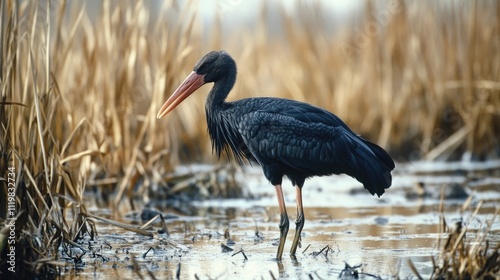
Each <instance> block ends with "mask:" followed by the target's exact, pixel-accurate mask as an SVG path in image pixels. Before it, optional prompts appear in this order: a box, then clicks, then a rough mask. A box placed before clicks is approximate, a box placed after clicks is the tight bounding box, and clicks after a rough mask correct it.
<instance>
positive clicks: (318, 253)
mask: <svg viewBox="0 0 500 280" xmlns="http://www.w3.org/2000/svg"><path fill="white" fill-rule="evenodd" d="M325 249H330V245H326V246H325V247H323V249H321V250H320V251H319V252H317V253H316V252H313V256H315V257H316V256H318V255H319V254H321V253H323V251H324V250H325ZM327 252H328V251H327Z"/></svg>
═══
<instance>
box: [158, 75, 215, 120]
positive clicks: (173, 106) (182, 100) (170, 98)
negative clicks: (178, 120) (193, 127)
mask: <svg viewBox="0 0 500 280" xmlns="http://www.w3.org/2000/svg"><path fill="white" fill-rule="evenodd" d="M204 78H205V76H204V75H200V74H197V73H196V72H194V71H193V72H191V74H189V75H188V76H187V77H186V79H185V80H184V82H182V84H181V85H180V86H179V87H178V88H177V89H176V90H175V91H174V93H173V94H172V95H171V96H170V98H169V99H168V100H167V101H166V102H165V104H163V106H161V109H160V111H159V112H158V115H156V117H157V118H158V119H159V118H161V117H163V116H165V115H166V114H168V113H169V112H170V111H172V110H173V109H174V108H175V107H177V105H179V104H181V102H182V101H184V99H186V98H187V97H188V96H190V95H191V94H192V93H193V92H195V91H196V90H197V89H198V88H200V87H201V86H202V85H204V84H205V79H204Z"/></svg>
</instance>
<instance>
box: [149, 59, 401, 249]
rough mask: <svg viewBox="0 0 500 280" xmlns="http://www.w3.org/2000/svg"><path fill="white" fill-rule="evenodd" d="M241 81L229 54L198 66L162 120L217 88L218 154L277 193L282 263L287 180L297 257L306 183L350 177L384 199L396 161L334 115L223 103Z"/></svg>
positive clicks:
═══
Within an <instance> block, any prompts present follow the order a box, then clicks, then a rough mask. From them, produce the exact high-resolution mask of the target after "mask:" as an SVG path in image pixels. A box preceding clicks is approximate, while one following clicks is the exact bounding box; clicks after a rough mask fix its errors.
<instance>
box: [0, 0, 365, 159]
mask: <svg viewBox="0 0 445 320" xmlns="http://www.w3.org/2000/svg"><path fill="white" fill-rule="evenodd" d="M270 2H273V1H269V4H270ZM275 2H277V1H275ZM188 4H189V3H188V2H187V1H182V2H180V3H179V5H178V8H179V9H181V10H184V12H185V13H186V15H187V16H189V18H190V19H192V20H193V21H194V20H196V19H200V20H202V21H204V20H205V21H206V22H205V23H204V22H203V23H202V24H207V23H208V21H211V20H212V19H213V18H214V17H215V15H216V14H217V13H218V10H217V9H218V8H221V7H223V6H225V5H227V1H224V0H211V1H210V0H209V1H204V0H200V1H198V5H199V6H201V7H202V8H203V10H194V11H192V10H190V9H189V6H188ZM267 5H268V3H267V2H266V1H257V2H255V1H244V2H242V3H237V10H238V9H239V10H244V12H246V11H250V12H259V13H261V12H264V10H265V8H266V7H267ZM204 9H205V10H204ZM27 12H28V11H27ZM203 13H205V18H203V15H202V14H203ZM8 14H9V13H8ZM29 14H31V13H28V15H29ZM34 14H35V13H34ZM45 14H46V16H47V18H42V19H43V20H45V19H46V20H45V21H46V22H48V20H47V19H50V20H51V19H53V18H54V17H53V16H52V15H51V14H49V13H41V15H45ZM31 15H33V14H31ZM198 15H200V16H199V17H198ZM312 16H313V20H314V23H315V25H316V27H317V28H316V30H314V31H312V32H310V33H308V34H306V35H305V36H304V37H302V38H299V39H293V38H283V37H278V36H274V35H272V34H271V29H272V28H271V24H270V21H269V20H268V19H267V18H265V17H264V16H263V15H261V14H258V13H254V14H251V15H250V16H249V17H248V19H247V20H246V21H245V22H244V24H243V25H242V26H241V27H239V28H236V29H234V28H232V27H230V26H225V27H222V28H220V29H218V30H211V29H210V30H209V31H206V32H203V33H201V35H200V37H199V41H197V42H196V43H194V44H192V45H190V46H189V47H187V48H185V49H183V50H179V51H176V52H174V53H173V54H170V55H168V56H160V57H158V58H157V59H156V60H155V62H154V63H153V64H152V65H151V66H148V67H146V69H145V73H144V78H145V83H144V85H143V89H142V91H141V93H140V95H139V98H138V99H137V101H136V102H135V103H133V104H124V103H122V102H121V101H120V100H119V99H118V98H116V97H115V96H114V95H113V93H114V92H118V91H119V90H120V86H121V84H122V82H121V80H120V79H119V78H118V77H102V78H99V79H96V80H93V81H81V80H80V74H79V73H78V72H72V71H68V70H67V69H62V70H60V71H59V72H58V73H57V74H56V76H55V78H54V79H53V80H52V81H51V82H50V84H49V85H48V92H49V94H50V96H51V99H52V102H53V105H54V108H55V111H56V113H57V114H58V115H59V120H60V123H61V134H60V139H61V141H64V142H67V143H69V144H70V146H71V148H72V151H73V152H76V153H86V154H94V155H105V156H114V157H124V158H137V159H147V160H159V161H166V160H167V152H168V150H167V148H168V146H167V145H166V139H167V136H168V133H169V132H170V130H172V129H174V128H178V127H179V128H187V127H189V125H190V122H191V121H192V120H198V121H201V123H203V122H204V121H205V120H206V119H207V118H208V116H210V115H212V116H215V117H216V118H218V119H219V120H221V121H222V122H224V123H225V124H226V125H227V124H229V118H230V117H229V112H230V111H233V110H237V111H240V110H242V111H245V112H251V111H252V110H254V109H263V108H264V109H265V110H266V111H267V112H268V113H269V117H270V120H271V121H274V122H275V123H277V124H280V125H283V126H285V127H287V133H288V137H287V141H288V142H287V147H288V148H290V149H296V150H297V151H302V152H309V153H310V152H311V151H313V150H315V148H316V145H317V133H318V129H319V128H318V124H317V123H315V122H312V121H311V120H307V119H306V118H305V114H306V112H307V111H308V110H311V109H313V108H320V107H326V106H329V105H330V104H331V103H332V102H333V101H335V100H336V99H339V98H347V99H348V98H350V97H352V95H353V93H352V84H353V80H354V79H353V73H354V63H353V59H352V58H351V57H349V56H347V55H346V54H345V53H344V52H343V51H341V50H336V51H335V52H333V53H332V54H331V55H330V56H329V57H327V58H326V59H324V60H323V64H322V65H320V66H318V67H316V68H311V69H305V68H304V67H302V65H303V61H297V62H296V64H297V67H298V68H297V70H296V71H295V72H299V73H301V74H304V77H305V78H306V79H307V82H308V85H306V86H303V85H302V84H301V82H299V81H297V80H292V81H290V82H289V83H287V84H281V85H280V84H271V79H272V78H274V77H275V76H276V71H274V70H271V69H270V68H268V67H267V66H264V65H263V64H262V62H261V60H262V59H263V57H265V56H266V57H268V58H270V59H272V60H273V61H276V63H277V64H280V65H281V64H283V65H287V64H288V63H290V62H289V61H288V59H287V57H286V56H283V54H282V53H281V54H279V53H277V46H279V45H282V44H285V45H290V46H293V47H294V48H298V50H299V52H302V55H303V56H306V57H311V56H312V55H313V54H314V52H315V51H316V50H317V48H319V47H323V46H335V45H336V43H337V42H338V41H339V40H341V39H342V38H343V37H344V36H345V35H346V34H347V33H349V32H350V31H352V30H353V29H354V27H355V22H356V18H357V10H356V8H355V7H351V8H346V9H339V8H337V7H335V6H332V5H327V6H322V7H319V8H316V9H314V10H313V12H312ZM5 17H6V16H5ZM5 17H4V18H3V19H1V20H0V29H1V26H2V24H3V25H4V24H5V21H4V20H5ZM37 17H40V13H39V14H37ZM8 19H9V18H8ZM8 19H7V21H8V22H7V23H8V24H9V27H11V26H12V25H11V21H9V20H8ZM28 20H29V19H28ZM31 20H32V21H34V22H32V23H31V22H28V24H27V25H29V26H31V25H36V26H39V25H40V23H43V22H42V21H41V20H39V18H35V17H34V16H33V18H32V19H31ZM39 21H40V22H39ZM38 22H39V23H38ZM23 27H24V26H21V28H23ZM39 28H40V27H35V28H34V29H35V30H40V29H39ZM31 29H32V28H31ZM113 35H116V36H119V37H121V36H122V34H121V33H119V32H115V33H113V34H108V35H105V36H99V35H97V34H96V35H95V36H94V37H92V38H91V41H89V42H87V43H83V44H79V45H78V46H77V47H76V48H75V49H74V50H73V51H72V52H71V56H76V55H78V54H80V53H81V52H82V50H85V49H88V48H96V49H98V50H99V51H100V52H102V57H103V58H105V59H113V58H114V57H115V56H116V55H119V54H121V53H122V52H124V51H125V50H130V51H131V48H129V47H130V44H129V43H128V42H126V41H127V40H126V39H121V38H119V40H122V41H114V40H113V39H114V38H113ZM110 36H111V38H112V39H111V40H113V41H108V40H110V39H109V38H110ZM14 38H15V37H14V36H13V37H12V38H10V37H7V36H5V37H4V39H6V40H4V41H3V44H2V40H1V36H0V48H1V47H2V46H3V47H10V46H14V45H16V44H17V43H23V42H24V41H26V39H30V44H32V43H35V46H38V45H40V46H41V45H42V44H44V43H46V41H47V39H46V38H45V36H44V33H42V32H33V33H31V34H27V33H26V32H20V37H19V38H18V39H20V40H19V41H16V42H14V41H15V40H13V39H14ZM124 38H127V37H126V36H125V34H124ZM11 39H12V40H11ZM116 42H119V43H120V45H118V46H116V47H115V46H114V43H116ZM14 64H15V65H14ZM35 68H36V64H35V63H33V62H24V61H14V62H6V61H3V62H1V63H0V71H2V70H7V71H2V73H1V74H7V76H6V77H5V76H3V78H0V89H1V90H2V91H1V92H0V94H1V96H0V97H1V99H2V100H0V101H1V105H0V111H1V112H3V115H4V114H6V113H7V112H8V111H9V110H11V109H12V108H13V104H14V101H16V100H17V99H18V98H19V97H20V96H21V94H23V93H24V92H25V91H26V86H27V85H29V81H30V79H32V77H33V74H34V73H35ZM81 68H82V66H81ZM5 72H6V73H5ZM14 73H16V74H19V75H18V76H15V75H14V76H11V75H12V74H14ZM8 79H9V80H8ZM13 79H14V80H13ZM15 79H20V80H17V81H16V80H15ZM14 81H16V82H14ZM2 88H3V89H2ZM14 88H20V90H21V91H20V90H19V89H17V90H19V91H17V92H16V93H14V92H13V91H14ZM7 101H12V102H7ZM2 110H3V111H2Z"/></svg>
═══
ASSIGNMENT | Can you rewrite the part that opens with the line containing "Within an <instance>" and closes with the line containing "box: [0, 0, 365, 159]", changing "prompts" to "cues" and leaving everything else the same?

FINISHED TASK |
Within an <instance> block, any cues present follow the order a box, then clicks, then a rough mask. From them, produce the exact high-resolution mask of the target after "mask:" as an SVG path in image pixels. A box preceding clicks is approximate, while one following clicks is the exact bounding box; clicks after a rough mask fix its errors.
<instance>
box: [0, 0, 365, 159]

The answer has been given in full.